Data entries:
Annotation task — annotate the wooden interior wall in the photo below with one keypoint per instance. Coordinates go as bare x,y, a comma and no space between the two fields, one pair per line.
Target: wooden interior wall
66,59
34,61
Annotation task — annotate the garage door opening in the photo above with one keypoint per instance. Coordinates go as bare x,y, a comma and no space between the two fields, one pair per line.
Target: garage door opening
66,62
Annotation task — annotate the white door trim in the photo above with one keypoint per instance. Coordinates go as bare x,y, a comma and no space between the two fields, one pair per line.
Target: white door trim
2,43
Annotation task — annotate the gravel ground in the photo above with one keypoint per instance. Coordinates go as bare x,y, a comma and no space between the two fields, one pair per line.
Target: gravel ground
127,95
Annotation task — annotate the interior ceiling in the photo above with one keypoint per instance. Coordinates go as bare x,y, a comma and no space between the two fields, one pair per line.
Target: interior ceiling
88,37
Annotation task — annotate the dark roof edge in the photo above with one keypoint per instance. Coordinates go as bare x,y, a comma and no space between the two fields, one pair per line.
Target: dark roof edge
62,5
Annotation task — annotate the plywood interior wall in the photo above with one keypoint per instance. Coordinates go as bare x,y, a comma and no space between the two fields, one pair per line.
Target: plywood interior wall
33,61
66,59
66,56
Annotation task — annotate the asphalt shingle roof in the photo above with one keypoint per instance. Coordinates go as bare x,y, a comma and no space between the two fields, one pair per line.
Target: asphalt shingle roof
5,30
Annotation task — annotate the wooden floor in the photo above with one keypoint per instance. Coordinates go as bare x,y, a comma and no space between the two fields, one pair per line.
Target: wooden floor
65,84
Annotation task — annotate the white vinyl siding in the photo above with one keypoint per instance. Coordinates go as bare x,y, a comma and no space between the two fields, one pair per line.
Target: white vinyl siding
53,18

Given request
Turn the listing above, starting at the line that contains "Annotation task — annotate the wooden floor" and ending at the last line of the listing, into a JSON list of strings with one string per line. Leave out any blank lines.

Correct result
[
  "Annotation task — annotate the wooden floor in the photo above with one keypoint per instance. Coordinates go as bare x,y, a comma and no space between the two fields, one pair per line.",
  "Target: wooden floor",
  "65,84",
  "Annotation task — annotate the white vinyl siding in the photo above with one keypoint per instance. Coordinates go as bare x,y, a comma and no space between the two fields, one pair per line.",
  "Target: white vinyl siding",
  "53,18"
]